**Article**

We stared at the menu with skepticism. A pile of limp, pale, thick-cut fries was piled in the corner of a glass-doored display cabinet.
On another wooden shelf was some kind of withered, skeletal fish. Both options looked like they’d been waiting for quite a while for a brave customer.
Fries it was, and thankfully they re-fried them. As they cooked, our stomachs rumbled (gastronomic standards are always lower on an African road trip).
Complete with three cold beers and hot chilli sauce, this revolting meal was starting to look pretty damn edible.
Jomba restaurant was inviting with it’s bright colours. But inside, there was no electricity, and a thick, cloying smell weighed heavy in the air. We chose to sit outside, under the awning, and watched Africa pass by.
Nakonde border town
Nakonde was the first Tanzanian town across the border from Zambia, a kind of chaotic truckstop-turned-town. The road was worn asphalt, flanked by deep concrete gutters. Little concrete bridges arched across to meet sidewalks and squat, blockish shops, painted in bright colours and peeling in the sun.
The town was buzzing with the energy of a beehive.
School children, women in colourful headdresses, men in pinstripe suits (talking loudly and laughing into mobile phones), tuk-tuks, shambolic old cars, taxis, massive trucks spewing dust clouds and scampering chickens all competed for space on the road and sidewalks.
Peddlers sold fresh sugar cane from simple carts. Wessel and I bought one each, watching aghast as the salesman chopped chunks of sugar cane violently with a machete, just inches from his own fingers.
We chewed and sucked on the sweet snack, spitting woody pulp to the ground as we went.






Tanzania’s highways
We didn’t linger in Nakonde for long. We needed to reach Mbeya before sunset, and as we drove we were amazed by the difference between Tanzania and it’s neighbour Zambia.

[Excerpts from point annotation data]
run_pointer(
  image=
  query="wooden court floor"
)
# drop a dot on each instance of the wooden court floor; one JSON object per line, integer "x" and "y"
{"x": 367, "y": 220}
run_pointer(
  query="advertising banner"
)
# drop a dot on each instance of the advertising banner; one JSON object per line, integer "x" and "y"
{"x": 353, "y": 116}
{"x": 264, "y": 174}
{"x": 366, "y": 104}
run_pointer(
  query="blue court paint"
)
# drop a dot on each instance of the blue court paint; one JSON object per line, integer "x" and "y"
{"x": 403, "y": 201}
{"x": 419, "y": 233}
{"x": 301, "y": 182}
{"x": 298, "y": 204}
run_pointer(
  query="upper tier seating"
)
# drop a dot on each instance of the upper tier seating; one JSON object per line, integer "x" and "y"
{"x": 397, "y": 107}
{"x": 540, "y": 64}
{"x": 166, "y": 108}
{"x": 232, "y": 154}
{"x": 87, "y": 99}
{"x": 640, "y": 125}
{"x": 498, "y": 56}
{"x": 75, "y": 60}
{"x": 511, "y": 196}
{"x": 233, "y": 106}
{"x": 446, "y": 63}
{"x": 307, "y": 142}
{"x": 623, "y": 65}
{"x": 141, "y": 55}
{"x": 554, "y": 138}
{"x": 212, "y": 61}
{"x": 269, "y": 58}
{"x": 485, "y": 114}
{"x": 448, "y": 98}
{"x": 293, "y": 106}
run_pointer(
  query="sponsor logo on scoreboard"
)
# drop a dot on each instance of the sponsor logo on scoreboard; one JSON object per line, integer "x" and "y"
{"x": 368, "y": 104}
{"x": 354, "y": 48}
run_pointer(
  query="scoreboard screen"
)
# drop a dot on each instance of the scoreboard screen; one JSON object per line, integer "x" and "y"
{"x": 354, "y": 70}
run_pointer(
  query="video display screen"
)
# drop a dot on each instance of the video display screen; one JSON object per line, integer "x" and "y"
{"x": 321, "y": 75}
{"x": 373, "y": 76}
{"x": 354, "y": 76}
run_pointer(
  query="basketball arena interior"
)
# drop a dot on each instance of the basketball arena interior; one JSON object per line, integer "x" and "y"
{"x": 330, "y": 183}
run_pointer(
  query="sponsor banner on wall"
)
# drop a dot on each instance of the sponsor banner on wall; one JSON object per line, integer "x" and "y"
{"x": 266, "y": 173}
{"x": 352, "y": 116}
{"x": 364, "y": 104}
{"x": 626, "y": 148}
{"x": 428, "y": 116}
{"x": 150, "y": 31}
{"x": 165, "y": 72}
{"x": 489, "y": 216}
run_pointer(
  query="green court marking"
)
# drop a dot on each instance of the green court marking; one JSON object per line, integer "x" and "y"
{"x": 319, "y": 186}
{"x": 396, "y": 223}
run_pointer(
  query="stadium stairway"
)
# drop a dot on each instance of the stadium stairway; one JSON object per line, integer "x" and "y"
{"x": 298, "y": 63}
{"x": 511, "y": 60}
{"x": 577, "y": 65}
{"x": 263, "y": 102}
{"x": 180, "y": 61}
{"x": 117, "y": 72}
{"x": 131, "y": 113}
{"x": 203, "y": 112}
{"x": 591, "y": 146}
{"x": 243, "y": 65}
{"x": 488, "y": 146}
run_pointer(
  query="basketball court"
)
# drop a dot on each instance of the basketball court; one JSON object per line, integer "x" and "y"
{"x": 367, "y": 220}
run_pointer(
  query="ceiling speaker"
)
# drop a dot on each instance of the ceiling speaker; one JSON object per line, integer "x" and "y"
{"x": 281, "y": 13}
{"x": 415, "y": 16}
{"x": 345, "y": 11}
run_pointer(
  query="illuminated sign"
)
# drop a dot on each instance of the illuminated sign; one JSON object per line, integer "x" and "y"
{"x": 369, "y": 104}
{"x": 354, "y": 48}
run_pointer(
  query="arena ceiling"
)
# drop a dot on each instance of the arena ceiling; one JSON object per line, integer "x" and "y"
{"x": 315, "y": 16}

**Problems to work on**
- A) Answer these questions using the travel piece about Nakonde:
(i) Which of the two menu options did the travelers choose at Jomba restaurant?
(ii) What did the peddlers sell from simple carts?
(iii) Which place did the travelers need to reach before sunset?
- B) Carry on the travel piece about the road trip through Nakonde and into Tanzania, picking up after its final sentence.

**Answers given**
- A)
(i) The fries.
(ii) Fresh sugar cane.
(iii) Mbeya.

- B)
Gone was the red earth and brittle spiked bushland of Zambia’s sun-baked highways. We were cruising down a dream of tarmac, rolling up and down gentle hills.
The landscape was green and endless, climbing to the summits of enormous misty mountains, standing majestically on the horizon.
The road was packed with trucks, from little runabouts to great big monsters.
Each one was glittering with huge stickers of Swahili phrases, biblical themed messages, and red and white striped bumper bars to denote registration in Tanzania.
Our car Hammond had matching stickers too. We applied them back in Cape Town, along with Mozambique’s version, a yellow triangle within a blue square.

The terror of overtaking a truck
Overtaking was a suicide mission, but necessary if we wanted to make decent time. It started with a truck flashing his indicator right, a signal that the coast was clear.
Then i’d peek the car halfway into the oncoming lane, judging for myself, and accelerating like a race car before the next truck arrived head-on with a terrifying honking of horns and flashing of lights.
Each time I lurched into the lane of oncoming traffic, a cold terror sweat took me and the hair stood up on my neck. As I played this white-knuckle, adrenaline-pumping game, the others slept soundly in the passenger seats.
Mbeya
We reached Mbeya at dusk, escorted by miles of crawling traffic. As we approached the centre of the town, we saw the cause; a semi-trailer had slid off the road at the top of a snaking hill, crushing a building below.
We watched the crane try to raise the truck, open-mouthed in disbelief at the spectacular scene.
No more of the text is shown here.